Items from a dataset:
§
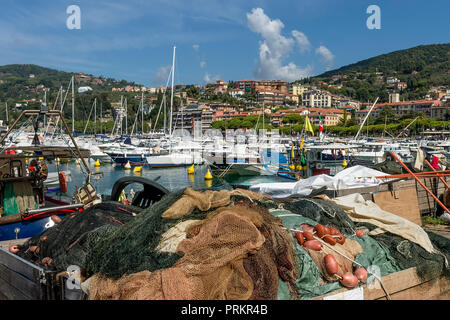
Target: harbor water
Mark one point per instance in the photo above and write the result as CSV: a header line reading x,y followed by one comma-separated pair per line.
x,y
172,178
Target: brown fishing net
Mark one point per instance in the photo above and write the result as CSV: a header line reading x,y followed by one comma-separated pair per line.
x,y
211,267
204,201
350,249
236,252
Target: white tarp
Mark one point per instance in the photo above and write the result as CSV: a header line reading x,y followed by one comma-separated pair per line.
x,y
361,210
343,180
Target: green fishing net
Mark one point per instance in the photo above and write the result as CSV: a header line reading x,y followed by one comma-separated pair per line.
x,y
68,242
132,248
408,254
310,281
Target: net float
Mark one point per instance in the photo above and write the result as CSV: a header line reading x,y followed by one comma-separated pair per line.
x,y
361,274
360,233
331,264
14,248
308,235
320,230
300,238
340,238
349,280
55,219
329,240
333,231
313,245
307,227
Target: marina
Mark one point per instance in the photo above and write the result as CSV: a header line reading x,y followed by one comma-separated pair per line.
x,y
320,170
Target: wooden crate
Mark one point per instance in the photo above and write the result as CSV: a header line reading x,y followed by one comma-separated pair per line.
x,y
405,285
22,280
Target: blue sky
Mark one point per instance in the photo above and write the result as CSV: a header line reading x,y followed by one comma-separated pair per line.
x,y
228,39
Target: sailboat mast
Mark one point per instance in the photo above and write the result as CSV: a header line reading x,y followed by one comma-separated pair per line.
x,y
73,106
142,113
101,115
95,116
171,96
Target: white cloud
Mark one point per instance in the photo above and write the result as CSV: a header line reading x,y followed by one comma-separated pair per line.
x,y
207,78
302,40
162,75
275,47
327,56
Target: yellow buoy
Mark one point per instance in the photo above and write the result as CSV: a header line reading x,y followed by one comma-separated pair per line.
x,y
208,175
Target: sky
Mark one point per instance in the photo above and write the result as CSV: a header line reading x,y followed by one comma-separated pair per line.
x,y
227,39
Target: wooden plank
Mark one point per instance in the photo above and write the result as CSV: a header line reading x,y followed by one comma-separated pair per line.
x,y
22,284
400,282
11,293
19,265
400,202
436,289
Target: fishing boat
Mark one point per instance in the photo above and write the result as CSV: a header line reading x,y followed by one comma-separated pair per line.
x,y
25,208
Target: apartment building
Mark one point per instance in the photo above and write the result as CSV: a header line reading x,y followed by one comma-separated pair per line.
x,y
270,98
431,108
297,89
316,98
329,117
272,85
246,85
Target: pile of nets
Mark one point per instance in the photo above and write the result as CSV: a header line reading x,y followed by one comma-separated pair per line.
x,y
68,242
408,254
226,244
227,247
324,212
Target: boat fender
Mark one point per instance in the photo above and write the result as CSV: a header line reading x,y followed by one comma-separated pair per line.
x,y
62,182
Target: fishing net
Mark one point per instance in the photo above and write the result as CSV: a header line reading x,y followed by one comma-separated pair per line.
x,y
313,280
324,212
408,254
221,260
133,249
68,242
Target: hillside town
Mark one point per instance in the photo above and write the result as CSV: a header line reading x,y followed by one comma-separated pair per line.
x,y
279,98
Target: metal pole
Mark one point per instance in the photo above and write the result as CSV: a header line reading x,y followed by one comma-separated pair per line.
x,y
171,97
420,182
440,177
73,105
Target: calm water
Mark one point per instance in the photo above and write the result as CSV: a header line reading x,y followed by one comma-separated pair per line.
x,y
171,178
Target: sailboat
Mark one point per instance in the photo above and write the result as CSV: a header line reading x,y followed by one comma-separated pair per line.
x,y
181,154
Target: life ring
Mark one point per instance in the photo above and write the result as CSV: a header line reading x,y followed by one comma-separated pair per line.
x,y
62,182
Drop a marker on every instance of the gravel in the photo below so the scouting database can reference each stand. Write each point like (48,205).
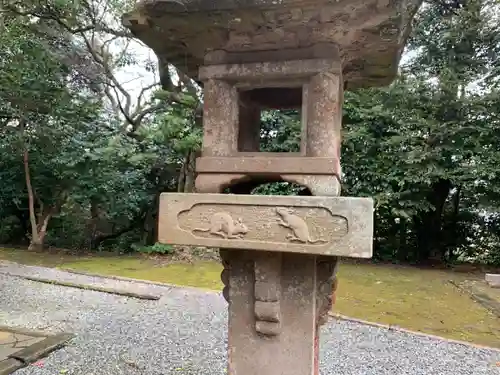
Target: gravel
(184,333)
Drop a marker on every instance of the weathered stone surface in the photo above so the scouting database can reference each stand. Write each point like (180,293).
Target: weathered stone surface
(266,163)
(493,279)
(370,34)
(264,347)
(335,226)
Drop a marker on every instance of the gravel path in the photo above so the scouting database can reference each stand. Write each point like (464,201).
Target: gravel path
(184,333)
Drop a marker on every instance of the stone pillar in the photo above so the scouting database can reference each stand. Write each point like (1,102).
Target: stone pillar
(220,107)
(249,125)
(324,116)
(272,313)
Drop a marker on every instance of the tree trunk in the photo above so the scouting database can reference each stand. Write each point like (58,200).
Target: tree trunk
(429,224)
(36,242)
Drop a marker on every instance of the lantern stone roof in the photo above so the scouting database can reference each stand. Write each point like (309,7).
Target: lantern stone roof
(368,35)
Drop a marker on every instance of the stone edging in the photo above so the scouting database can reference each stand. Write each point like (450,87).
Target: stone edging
(87,287)
(26,356)
(404,330)
(130,279)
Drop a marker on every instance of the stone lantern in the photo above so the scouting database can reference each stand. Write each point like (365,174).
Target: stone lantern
(280,254)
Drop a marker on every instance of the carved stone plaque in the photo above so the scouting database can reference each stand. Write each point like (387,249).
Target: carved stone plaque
(336,226)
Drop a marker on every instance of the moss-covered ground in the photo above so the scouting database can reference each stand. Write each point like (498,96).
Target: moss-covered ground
(412,298)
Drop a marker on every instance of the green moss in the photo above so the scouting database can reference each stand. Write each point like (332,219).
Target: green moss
(419,300)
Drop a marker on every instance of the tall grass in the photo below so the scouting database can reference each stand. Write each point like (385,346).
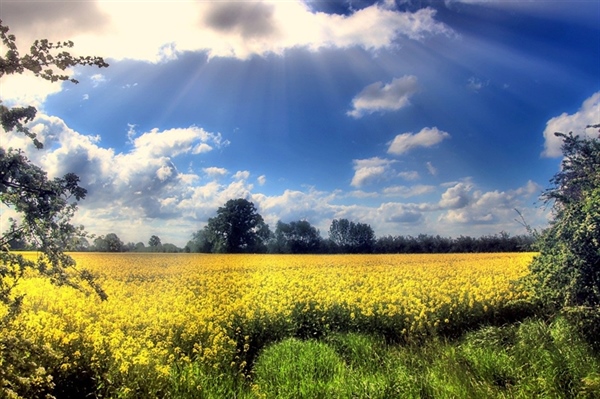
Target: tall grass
(532,359)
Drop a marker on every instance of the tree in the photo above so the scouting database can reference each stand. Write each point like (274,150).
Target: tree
(238,227)
(296,238)
(45,206)
(566,275)
(154,242)
(352,237)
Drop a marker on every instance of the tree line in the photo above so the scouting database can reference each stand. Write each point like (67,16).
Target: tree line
(239,228)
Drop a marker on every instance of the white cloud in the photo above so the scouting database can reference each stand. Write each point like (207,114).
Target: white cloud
(475,84)
(588,114)
(401,213)
(378,97)
(407,191)
(215,173)
(371,170)
(468,207)
(142,189)
(427,137)
(97,79)
(432,169)
(456,197)
(157,30)
(241,175)
(410,175)
(26,89)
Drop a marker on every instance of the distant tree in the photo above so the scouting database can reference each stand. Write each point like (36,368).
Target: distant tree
(200,242)
(238,227)
(140,247)
(352,237)
(566,274)
(154,242)
(169,248)
(298,237)
(109,243)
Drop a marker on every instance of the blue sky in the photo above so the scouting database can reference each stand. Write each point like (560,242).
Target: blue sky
(432,117)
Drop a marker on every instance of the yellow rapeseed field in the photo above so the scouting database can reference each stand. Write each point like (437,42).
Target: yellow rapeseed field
(167,310)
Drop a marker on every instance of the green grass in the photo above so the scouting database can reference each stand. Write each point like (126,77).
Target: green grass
(531,359)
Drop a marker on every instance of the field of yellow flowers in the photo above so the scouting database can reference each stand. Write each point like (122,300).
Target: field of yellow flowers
(168,310)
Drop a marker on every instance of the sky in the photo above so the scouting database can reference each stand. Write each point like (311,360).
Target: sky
(415,117)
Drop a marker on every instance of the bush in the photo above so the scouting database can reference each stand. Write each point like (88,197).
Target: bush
(567,271)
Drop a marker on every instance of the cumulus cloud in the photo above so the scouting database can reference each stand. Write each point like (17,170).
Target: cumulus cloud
(409,175)
(427,137)
(394,212)
(132,191)
(371,170)
(456,197)
(223,29)
(214,172)
(124,185)
(408,191)
(432,169)
(467,206)
(378,97)
(588,114)
(251,19)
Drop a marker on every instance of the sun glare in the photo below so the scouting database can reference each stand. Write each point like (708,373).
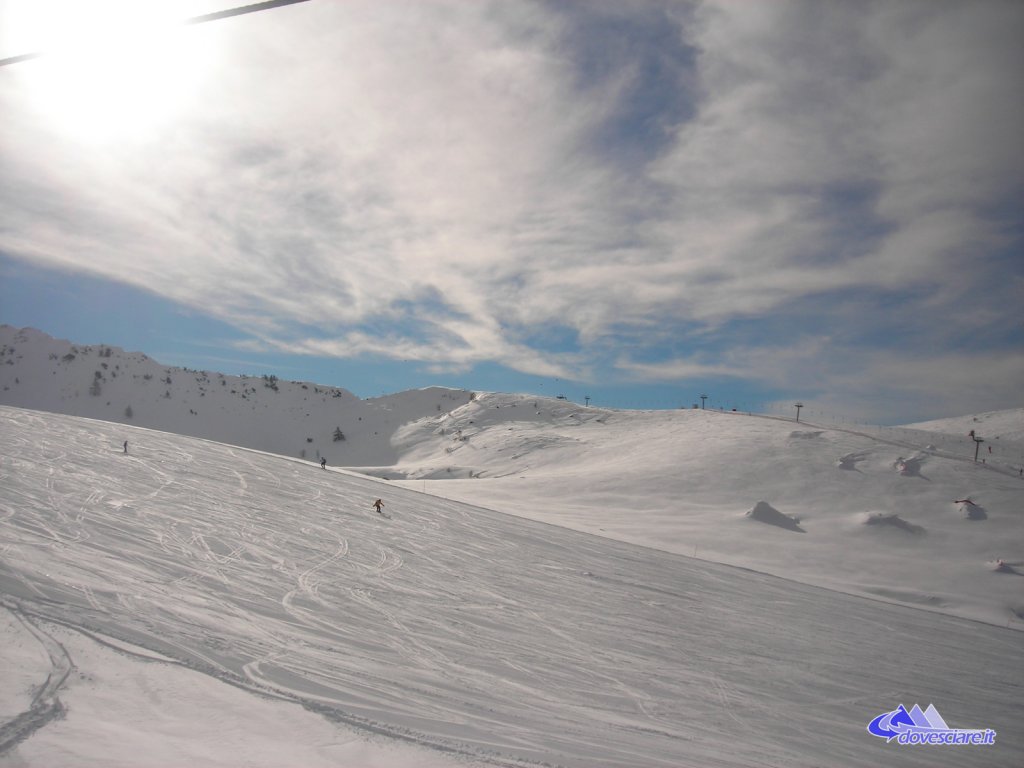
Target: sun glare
(113,70)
§
● **Activity**
Word for word, print out all of the records above; pass over the pictures.

● **Response to the task**
Target: harbor water
Mark one point per instance in the photo above and write the result as CSV: a header line reading x,y followed by one comma-separated pair per line.
x,y
172,178
Target: brown fishing net
Mark one point per instance in the photo above and write the result as CSV: a header line reading x,y followed by one comma-separated pair per line.
x,y
211,267
204,201
350,249
236,252
Target: white tarp
Mark one point per instance in the photo above and write the result as CSV: a header line reading x,y followed by one comma-separated pair per line.
x,y
361,210
343,180
Target: green fishing net
Mark one point per instance in the photo above and write the result as CSV: a header line reading x,y followed by one comma-separated pair per line.
x,y
68,242
132,248
408,254
310,281
Target: net float
Mark one point per instance in the photo above and write the result as CSV: a header line reading x,y followed by one comma-separated pair per line.
x,y
361,274
360,233
331,264
14,248
308,235
320,230
300,238
340,238
349,280
55,219
329,240
333,231
313,245
307,227
Target: marina
Mark one point per instance in the photo above and write the result as CSV: a header line reading x,y followed by one comma-separated pair per line.
x,y
320,170
Target: wooden crate
Mark one point per instance in the photo above and write the result as CSV: a header line reading x,y followed by one comma-separated pair per line.
x,y
405,285
22,280
Target: blue sky
Mark one point per instance in the photo above and write the result as CSV: a header line reading x,y followed by one comma-separated pair per line.
x,y
228,39
Target: sailboat mast
Mark one point per instance in the photo above and write the result as CSV: a header line reading x,y followed by one comma-separated pair per line.
x,y
73,106
142,113
101,115
95,116
171,96
Target: white cloud
Mark one point per instance in the photo above and write the result as CSV: a header line reading x,y followed by one comma-separated pair per line.
x,y
207,78
302,40
162,75
275,47
327,56
Target: yellow buoy
Mark one point per instance in the photo above and write the result as CSV: a header line reading x,y followed by one comma-separated pair per line.
x,y
208,175
Target: sky
Mark one point per instance in the photo above and write the result as CSV: a header line reading x,y followed by one comma-separated pair per line.
x,y
227,39
Target: wooden plank
Mark one point per instance in the photo above and write the result as CSV: a header line reading x,y followed by one comma-separated pair per line.
x,y
22,284
400,282
11,293
19,265
400,202
436,289
Target: fishing boat
Mark one point per instance in the photo above and write the result as CSV: a header line reading x,y followed by one comma-separated pair per line.
x,y
25,208
Target: apartment building
Mark one point per instance in the photo above and write the result as CSV: a header line reading x,y followed by one comma-separated pair per line.
x,y
270,98
431,108
297,89
316,98
329,117
272,85
246,85
Target: pile of nets
Mark one point per instance in the photo above and write the result as CSV: a header line reading x,y followed by one comma-separated pair per line.
x,y
68,242
408,254
226,244
227,247
324,212
Target: boat fender
Mark one point per instance in the photo above and write the result as CSV: a header line reading x,y followed by one comma-separated pair per line.
x,y
62,182
Target: fishing net
Mark one point per instance in the photo above and write the result as CSV: a header line reading x,y followed by one comma-separated pair per line.
x,y
313,280
324,212
408,254
221,260
133,249
68,242
Target: hillside town
Mark one point per instance in the photo above and write the result as CSV: a header line reading x,y followed by one comma-separated pair per line.
x,y
279,98
Target: metal pole
Mark one point per instance in the photo above and write the result as CSV: a header line reading x,y followed by one comma-separated pair per line.
x,y
171,97
420,182
440,177
73,105
Target: calm water
Mark one point per instance in the photo above and write the result as CSV: a header line reading x,y followed by one comma-separated pair per line.
x,y
171,178
Target: sailboat
Mark one point per instance in the photo above and write the result as CSV: a header line reading x,y followed by one comma-separated pair per line.
x,y
181,154
Target: life ring
Mark one point per instance in the photo above and write the result as CSV: a header line reading x,y followed by one comma-separated pair per line.
x,y
62,182
Drop a marker on every instance of the gravel in the photo below so the scouting database can reference each stand. Write each point like (48,205).
Target: gravel
(184,333)
Drop a marker on every instance of the weathered stone surface in the photo above so the scouting database can reference each stand. Write each point like (180,293).
Target: weathered stone surface
(266,163)
(493,279)
(370,34)
(264,347)
(335,226)
Drop a marker on every instance of the gravel path in the photo above so the scouting database can reference each stand. Write each point like (464,201).
Target: gravel path
(184,333)
Drop a marker on every instance of the stone pillar in the photo above so the scouting database can reference each stand. Write each point like (1,102).
Target: stone pillar
(220,107)
(249,125)
(324,116)
(272,313)
Drop a marker on every instance of the tree trunk in the photo above so the scouting database can reference each stand. Write each point like (58,200).
Target: tree trunk
(429,224)
(36,242)
Drop a marker on every instance of the lantern stone roof in the photo above so the scouting database can reference each stand. Write each point like (309,7).
Target: lantern stone roof
(368,35)
Drop a marker on every instance of the stone edging in the photo above so the scouting database can reference each stand. Write each point like (450,87).
Target: stone edging
(87,287)
(26,356)
(404,330)
(130,279)
Drop a marker on every instance of the stone lantern in the photo above so the scouting database can reference each stand. Write each point like (365,174).
Target: stone lantern
(280,254)
Drop a marker on every instance of the carved stone plaque in the photo above so the scouting database can reference each stand. Write each point like (387,249).
Target: carved stone plaque
(336,226)
Drop a marker on every instance of the moss-covered ground in the photo above so the scouting database can reference each stand. Write each point like (498,96).
Target: moss-covered ground
(412,298)
Drop a marker on every instance of the green moss in the photo above so the scouting database can reference each stand. Write each point like (332,219).
Target: green moss
(419,300)
Drop a marker on every instance of the tall grass in the photo below so the scouting database can reference each stand. Write each point like (385,346).
Target: tall grass
(532,359)
Drop a marker on every instance of the tree in the photo above so the scouting database can reference each stand. Write each point like (274,150).
Target: tree
(238,227)
(296,238)
(45,206)
(566,275)
(154,242)
(352,237)
Drop a marker on every instance of the tree line in the photo above so the scouting database can reference each stand. Write each point like (67,16).
Target: tree line
(239,228)
Drop a marker on every instance of the white cloud in the photo above so the scouting database can reference each stand. Write each point like (207,114).
Target: white cloud
(475,84)
(588,114)
(401,213)
(378,97)
(407,191)
(215,173)
(371,170)
(468,207)
(142,189)
(427,137)
(97,79)
(432,169)
(456,197)
(157,30)
(241,175)
(410,175)
(26,89)
Drop a marker on every instance of the distant tree in the photo above so the scouting database can reference each stand. Write each point like (36,368).
Target: distant tree
(200,242)
(238,227)
(140,247)
(352,237)
(566,274)
(154,242)
(169,248)
(298,237)
(109,243)
Drop a marker on every instance of the blue sky in the photo above so the scouting database can reference each stand. Write each point like (560,242).
Target: blue sky
(432,117)
Drop a marker on every instance of the yellow rapeseed field in the photo above so the scouting database can reference each stand. Write each point like (437,42).
Target: yellow rapeseed field
(167,310)
Drop a marker on every instance of the green grass in the photo above so the scouting database can reference each stand. Write each point like (126,77).
Target: green grass
(531,359)
Drop a marker on every instance of the field of yellow flowers in the photo above so the scouting database can reference each stand. Write each point like (122,300).
Target: field of yellow flowers
(168,310)
Drop a marker on every instance of the sky in the photo above so the scouting database can reference each stand. Write each point like (311,360).
Target: sky
(415,117)
Drop a marker on every instance of the bush in the photo above so the scouting database can reference each stand. Write each point like (88,197).
Target: bush
(567,271)
Drop a marker on every instance of the cumulus cloud in the photo above so the scouting database can reference each stand. Write each point like (17,170).
Target: cumulus cloud
(409,175)
(427,137)
(394,212)
(132,191)
(371,170)
(456,197)
(223,29)
(214,172)
(124,185)
(408,191)
(432,169)
(467,206)
(378,97)
(588,114)
(251,19)
Drop a marker on every instance of the sun glare in the photo below so the scouting database can reference each stand. Write each point like (708,373).
Target: sun glare
(113,70)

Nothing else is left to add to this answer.